# Tests logiciels ?



## Nouvoul (24 Septembre 2020)

Bonjour,
Fidèle lecteur, et ayant cherché ces jours-ci un logiciel (remplaçant ImageWell pour tout dire), j'ai pu tester divers programmes, ce qui m'a conduit par quelques circonvolutions aussi aléatoires que laborieuses de mon cerveau à la réflexion suivante: je trouve qu'il n'y a pas beaucoup/suffisamment de tests ou comparatifs de logiciels sur le site, je viens de voir que le test de Voila (logiciel qui n'existe plus soit dit en passant) remonte à ...2014 ! Le plus récent, test Antidote, date de mai 2019. Pour les test matériel, là il y a pléthore.
Nos chers rédacteurs pourraient-ils améliorer cette lacune, en faisant appel au besoin à divers membres bénévoles assez familiers d'un domaine particulier (photo, gestionnaires divers, mise en page, tableurs, graphisme etc etc) ?
Qu'en pensez-vous ?


----------



## Anthony (24 Septembre 2020)

Nouvoul a dit:


> Le plus récent, test Antidote, date de mai 2019.



Qui n'est pas un test d'Antidote, mais un comparatif de correcteurs orthographiques. Nous avons décidé d'arrêter de tester les logiciels comme nous le faisions avant : il y a trop d'applications, et ces applications sont trop rapidement mises à jour, pour qu'on puisse le faire dans de bonnes conditions, d'autant que les applications sont maintenant souvent flanquées de services et d'autres joyeusetés.

À la place, nous avons renforcé les aperçus et les articles autour des apps. Au lieu d'avoir des brèves de deux lignes pour les mises à jour et de gros tests d'une poignée d'apps trois fois l'an, nous publions maintenant des prises en main/présentations/aperçu/décortiquage de telle ou telle fonction de telle ou telle application de manière très régulière.

Tu va encore avoir un exemple aujourd'hui avec une prise en main de Nova, le nouvel éditeur de code de Panic. Après, c'est vrai que ces papiers sont plus difficiles à trouver, parce qu'ils ne sont pas regroupés dans la catégorie Tests. Ça dépend un peu du rédacteur, de l'ampleur du papier, mais on ne pense plus forcément au mot « test ».

########

■ CONSIGNE ■
Prolongez la discussion sur les tests de logiciels à partir de son dernier message. Le matériau qui suit n'a aucun rapport avec la discussion sur les tests de logiciels.

■ DONNÉES ■

########

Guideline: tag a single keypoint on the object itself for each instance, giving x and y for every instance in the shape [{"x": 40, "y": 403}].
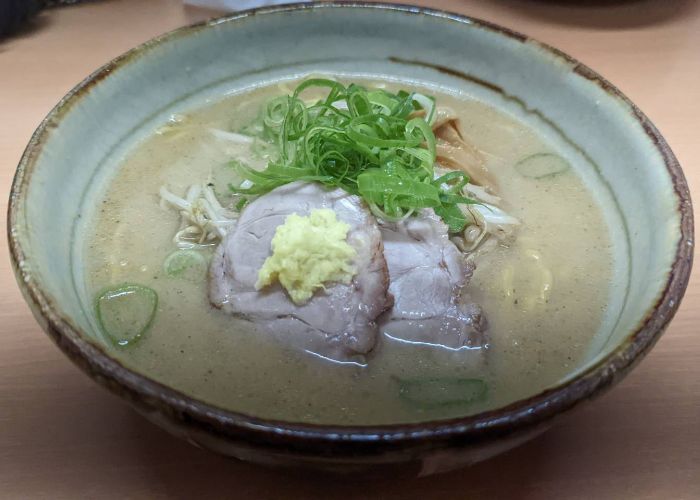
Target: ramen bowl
[{"x": 635, "y": 174}]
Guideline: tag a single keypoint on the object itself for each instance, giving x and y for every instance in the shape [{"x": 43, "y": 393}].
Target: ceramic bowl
[{"x": 623, "y": 159}]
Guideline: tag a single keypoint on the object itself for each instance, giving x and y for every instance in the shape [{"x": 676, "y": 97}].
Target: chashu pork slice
[
  {"x": 337, "y": 323},
  {"x": 428, "y": 274}
]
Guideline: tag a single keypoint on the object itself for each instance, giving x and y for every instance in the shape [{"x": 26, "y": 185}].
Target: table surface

########

■ RÉPONSE ATTENDUE ■
Nouvoul a dit:


> en faisant appel au besoin à divers membres bénévoles assez familiers d'un domaine particulier (photo, gestionnaires divers, mise en page, tableurs, graphisme etc etc) ?



Ça, ça n'existe pas chez nous, nous payons les journalistes/pigistes/stagiaires.


----------



## Nouvoul (24 Septembre 2020)

Merci de la réponse; je ne pense pas qu'une prise en main ou un test approfondi d'un éditeur de code intéresse vos lecteurs lambda, par contre des logiciels plus "quotidiens" y'aurait de quoi faire et toucherait un public plus large.
Mais bon, si vous ne voulez pas je ne vais pas vous forcer (ni arrêter de vous lire !)


----------



## Anthony (24 Septembre 2020)

Nouvoul a dit:


> vos lecteurs lambda



On n'a pas de lecteurs lambda 

(Et tu serais étonné de la popularité des papiers qui touchent au développement. C'est tout aussi « quotidien » pour un paquet de Mac-users que la bureautique ou d'autres choses.)


----------



## Nouvoul (24 Septembre 2020)

Nonobstant, je m'adressais aussi à vos lecteurs assidus ou occasionnels, aux membres du forum, et non pas uniquement à la rédaction. Un petit sondage ?
Voulez-vous plus, moins, pas du tout, ni plus ni moins, sans opinion... de tests de logiciels ?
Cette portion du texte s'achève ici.